Given records:
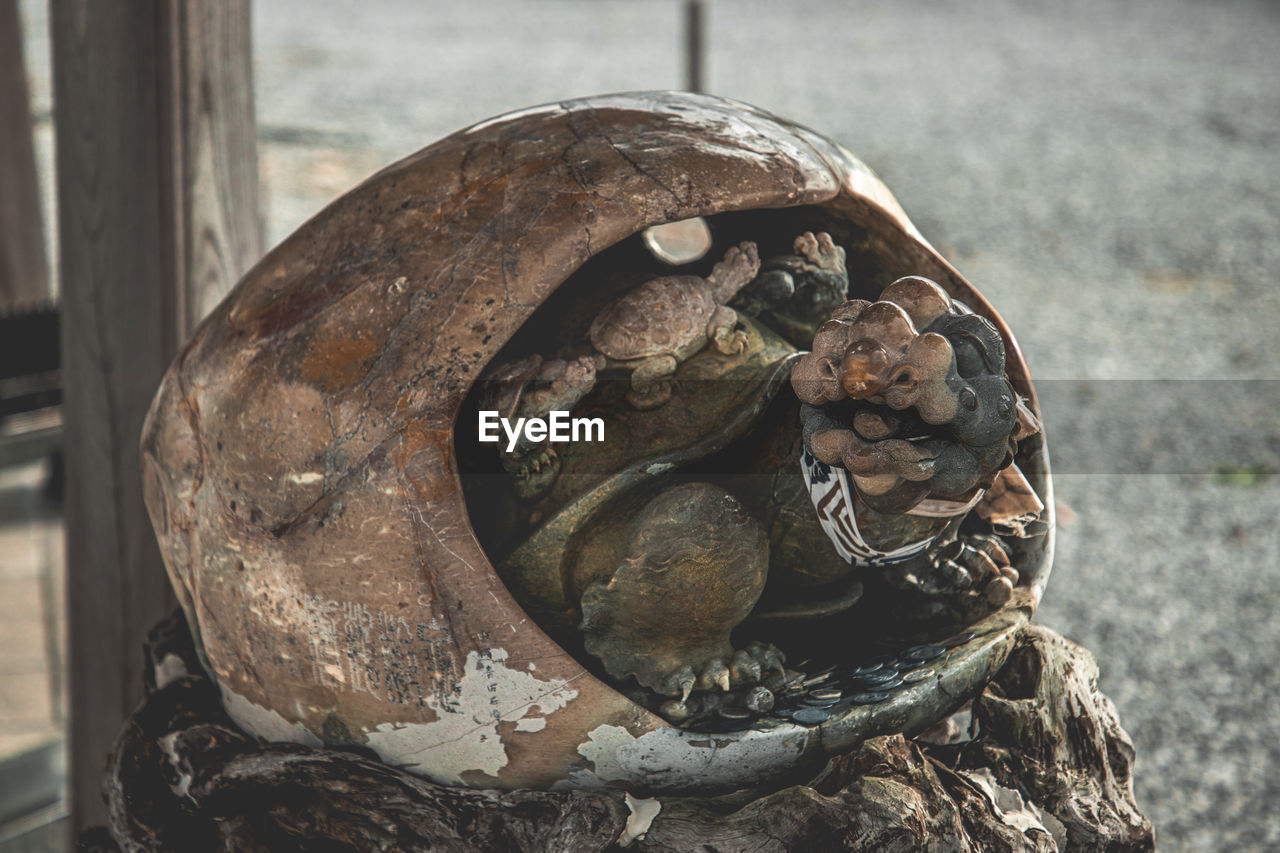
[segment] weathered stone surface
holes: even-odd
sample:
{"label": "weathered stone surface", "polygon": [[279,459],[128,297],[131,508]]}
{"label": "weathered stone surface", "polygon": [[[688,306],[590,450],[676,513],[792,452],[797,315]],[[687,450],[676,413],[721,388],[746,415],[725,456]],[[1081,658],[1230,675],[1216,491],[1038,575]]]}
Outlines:
{"label": "weathered stone surface", "polygon": [[[167,676],[122,733],[105,785],[122,850],[1153,849],[1133,748],[1093,659],[1039,627],[975,702],[974,740],[872,738],[804,784],[709,799],[468,790],[360,751],[259,744],[203,676],[180,674],[197,666],[182,631],[157,638],[153,662]],[[82,849],[109,848],[98,832]]]}
{"label": "weathered stone surface", "polygon": [[[460,488],[454,422],[499,348],[593,255],[657,223],[802,205],[846,224],[851,274],[869,285],[928,276],[996,323],[1031,395],[998,315],[862,164],[712,97],[483,122],[269,253],[184,347],[143,436],[161,550],[231,717],[270,740],[360,745],[498,788],[547,787],[593,750],[668,731],[499,580]],[[1033,599],[1050,554],[1024,573]]]}

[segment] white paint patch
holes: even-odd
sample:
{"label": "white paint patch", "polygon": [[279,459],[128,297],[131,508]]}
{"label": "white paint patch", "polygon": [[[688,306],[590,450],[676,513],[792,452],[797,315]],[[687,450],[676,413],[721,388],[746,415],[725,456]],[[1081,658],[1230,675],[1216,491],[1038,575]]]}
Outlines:
{"label": "white paint patch", "polygon": [[[178,781],[169,786],[169,790],[179,797],[187,797],[191,794],[191,774],[182,768],[182,761],[178,758],[178,751],[174,749],[174,744],[178,740],[178,733],[173,732],[160,738],[160,749],[164,752],[164,757],[168,760],[169,765],[177,771]],[[192,800],[194,801],[194,797]]]}
{"label": "white paint patch", "polygon": [[319,471],[308,471],[305,474],[290,474],[284,478],[286,482],[297,483],[299,486],[309,486],[312,483],[318,483],[324,479],[324,474]]}
{"label": "white paint patch", "polygon": [[261,705],[222,687],[222,707],[240,728],[255,737],[270,741],[300,743],[303,746],[321,746],[316,737],[302,723],[291,723],[279,712]]}
{"label": "white paint patch", "polygon": [[163,690],[179,678],[190,674],[182,658],[169,652],[160,663],[156,664],[156,689]]}
{"label": "white paint patch", "polygon": [[591,730],[578,753],[594,770],[576,770],[553,788],[605,785],[671,791],[733,789],[794,766],[809,748],[809,729],[702,734],[663,727],[635,737],[621,726]]}
{"label": "white paint patch", "polygon": [[457,689],[427,699],[438,720],[383,723],[367,732],[369,746],[388,764],[447,785],[464,784],[462,775],[471,771],[497,776],[508,763],[498,723],[539,731],[546,727],[546,715],[578,696],[565,679],[543,681],[509,669],[507,656],[506,649],[491,649],[483,657],[469,653]]}
{"label": "white paint patch", "polygon": [[630,847],[631,842],[644,838],[649,827],[653,826],[653,819],[662,811],[662,803],[656,797],[652,800],[638,800],[628,791],[625,802],[631,814],[627,816],[627,825],[618,836],[619,847]]}

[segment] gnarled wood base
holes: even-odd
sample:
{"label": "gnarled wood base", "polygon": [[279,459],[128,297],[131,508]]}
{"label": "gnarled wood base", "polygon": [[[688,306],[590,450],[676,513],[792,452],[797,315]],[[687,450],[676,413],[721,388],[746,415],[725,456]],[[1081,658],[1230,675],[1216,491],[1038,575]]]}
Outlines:
{"label": "gnarled wood base", "polygon": [[[108,832],[82,850],[1154,849],[1097,665],[1039,626],[975,699],[967,743],[879,737],[766,796],[639,805],[617,791],[449,788],[358,751],[257,743],[223,713],[180,619],[149,653],[160,684],[112,756]],[[183,669],[194,674],[174,677]]]}

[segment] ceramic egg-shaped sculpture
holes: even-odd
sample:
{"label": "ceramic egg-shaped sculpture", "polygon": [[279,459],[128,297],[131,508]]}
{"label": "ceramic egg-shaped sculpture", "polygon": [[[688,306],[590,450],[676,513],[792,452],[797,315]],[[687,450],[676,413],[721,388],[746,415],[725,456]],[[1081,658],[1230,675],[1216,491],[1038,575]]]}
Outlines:
{"label": "ceramic egg-shaped sculpture", "polygon": [[[690,220],[705,257],[672,266],[646,248],[653,228]],[[847,292],[761,320],[791,299],[774,298],[787,269]],[[925,283],[889,287],[903,277]],[[966,349],[975,334],[997,366]],[[844,390],[823,397],[828,379]],[[996,443],[965,414],[987,387],[1010,424]],[[484,445],[486,400],[603,412],[604,440]],[[853,432],[836,409],[835,426],[812,426],[860,400],[880,408],[851,415]],[[966,424],[953,455],[976,473],[948,488],[978,514],[956,515],[957,536],[987,524],[974,535],[990,537],[999,494],[1021,490],[1038,517],[963,607],[910,572],[859,576],[883,613],[907,590],[912,628],[879,642],[857,595],[842,616],[770,585],[770,561],[789,559],[818,598],[852,588],[845,569],[862,568],[837,515],[812,563],[835,568],[801,578],[804,549],[777,532],[789,516],[761,520],[773,493],[753,503],[705,471],[781,483],[785,470],[815,513],[845,483],[851,504],[927,515],[950,498],[912,485],[932,476],[920,453],[902,462],[920,436],[866,449],[908,410],[926,431]],[[1052,556],[1042,437],[1010,432],[1035,414],[1009,329],[853,156],[744,104],[614,95],[467,128],[299,228],[165,376],[144,476],[202,659],[246,731],[366,747],[445,784],[705,792],[922,729],[1003,663]],[[766,423],[780,437],[761,437]],[[1020,440],[1006,452],[1007,435]],[[693,532],[664,533],[695,516]],[[662,570],[641,564],[681,536],[737,574],[690,570],[692,615],[646,622],[681,593],[654,594]],[[697,649],[686,628],[703,632]],[[866,681],[876,669],[894,675]]]}

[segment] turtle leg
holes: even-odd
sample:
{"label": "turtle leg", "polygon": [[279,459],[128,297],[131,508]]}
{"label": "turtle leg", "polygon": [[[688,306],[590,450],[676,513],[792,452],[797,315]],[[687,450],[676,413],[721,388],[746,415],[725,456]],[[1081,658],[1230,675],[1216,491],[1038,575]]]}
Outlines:
{"label": "turtle leg", "polygon": [[712,267],[711,274],[707,276],[712,298],[717,305],[727,304],[758,272],[760,255],[756,251],[756,244],[745,242],[733,246],[724,253],[724,259]]}
{"label": "turtle leg", "polygon": [[707,337],[725,355],[737,355],[747,348],[747,333],[736,329],[738,312],[728,305],[717,305],[707,321]]}
{"label": "turtle leg", "polygon": [[548,361],[525,389],[517,414],[546,417],[556,409],[572,411],[595,387],[596,365],[591,357]]}
{"label": "turtle leg", "polygon": [[848,289],[848,274],[844,268],[844,249],[835,244],[830,234],[825,231],[817,234],[806,231],[796,238],[794,248],[806,270],[843,277],[845,289]]}
{"label": "turtle leg", "polygon": [[631,372],[627,402],[637,409],[656,409],[671,399],[671,374],[680,362],[673,355],[653,355],[642,359]]}
{"label": "turtle leg", "polygon": [[729,691],[782,671],[777,649],[735,651],[730,632],[764,590],[769,542],[733,495],[709,483],[674,486],[636,516],[607,581],[582,595],[587,651],[616,678],[664,696]]}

Activity:
Once a line of the records is found to contain "segment", copy it out.

Exercise result:
[segment] weathered stone surface
[segment] white paint patch
[segment] gnarled wood base
[segment] ceramic egg-shaped sculpture
[segment] turtle leg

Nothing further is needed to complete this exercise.